▶ [Work instructions] In the data, find the word "rock" and copy out every line that has it.

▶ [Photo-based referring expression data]
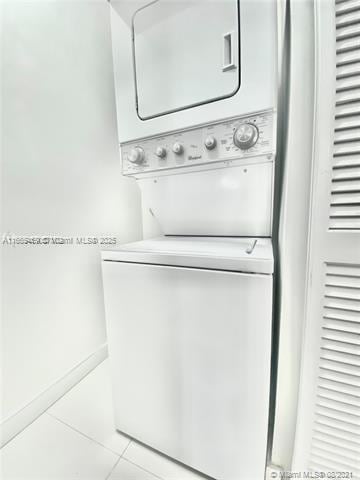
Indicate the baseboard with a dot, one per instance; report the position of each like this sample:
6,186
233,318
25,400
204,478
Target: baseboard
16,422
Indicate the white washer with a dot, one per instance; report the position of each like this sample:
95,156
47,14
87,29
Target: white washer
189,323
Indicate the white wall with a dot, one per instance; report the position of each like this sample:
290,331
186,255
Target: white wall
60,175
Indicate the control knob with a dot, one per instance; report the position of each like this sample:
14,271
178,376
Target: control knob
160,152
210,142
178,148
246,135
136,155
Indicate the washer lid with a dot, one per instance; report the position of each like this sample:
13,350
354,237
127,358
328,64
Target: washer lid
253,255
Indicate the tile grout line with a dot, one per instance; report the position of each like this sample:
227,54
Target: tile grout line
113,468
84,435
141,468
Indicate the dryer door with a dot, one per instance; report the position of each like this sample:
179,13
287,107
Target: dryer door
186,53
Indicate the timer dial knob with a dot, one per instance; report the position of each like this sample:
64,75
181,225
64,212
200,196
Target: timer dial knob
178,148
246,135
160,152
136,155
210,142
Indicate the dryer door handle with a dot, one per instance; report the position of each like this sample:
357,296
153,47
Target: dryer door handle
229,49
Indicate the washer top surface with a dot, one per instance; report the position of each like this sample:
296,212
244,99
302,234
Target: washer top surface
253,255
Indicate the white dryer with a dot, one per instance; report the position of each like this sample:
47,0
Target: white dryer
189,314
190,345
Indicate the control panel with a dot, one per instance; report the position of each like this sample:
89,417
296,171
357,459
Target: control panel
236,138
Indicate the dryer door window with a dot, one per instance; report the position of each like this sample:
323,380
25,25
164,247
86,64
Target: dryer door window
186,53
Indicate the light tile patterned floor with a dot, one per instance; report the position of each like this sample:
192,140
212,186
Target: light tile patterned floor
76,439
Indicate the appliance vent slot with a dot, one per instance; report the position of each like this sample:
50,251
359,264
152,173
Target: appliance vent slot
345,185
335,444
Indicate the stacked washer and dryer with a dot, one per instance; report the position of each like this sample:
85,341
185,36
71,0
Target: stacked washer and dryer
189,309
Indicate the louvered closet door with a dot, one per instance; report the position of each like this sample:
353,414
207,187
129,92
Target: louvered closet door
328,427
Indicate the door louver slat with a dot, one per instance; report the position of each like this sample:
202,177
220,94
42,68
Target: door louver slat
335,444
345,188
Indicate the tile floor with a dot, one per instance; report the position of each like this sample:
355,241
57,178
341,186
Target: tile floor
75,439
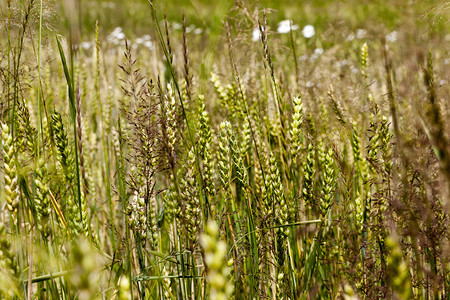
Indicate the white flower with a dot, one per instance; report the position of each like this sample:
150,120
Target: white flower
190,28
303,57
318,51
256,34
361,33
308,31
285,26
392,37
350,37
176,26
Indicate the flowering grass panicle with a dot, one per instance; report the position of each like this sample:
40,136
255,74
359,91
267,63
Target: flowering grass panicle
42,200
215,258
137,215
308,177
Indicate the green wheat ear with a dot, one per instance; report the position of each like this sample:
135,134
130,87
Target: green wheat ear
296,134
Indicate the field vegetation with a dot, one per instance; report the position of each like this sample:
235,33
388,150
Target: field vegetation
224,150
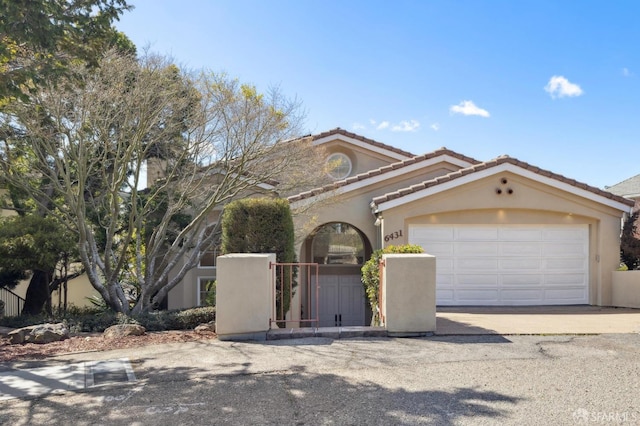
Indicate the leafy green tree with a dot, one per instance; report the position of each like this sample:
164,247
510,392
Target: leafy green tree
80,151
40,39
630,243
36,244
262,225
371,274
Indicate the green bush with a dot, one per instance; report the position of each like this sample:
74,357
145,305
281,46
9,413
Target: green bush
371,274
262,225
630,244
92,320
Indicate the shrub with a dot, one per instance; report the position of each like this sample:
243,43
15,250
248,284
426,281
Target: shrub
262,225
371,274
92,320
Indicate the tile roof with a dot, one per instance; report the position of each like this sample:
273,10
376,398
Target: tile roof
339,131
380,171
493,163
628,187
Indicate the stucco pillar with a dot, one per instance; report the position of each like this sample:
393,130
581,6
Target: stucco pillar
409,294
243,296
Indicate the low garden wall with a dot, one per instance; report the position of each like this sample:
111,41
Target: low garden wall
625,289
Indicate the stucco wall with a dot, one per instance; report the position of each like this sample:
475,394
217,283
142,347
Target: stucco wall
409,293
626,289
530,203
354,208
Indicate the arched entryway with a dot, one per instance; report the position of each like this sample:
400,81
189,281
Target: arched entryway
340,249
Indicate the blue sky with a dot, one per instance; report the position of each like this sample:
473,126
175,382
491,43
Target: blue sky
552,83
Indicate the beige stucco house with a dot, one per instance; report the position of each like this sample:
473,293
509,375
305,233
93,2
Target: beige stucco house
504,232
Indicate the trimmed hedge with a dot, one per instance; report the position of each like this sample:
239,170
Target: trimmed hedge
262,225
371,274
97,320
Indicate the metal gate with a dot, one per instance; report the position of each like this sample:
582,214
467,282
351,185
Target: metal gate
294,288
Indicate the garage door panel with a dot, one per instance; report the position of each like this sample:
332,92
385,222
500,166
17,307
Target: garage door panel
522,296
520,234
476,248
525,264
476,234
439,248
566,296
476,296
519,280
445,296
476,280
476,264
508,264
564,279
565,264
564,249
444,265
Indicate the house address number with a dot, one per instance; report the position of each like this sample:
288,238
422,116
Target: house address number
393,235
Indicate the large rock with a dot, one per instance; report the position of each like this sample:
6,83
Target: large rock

▶ [Your response]
Indicate the large rock with a dot, one per instance; report the position of each like this sample:
Target: large rock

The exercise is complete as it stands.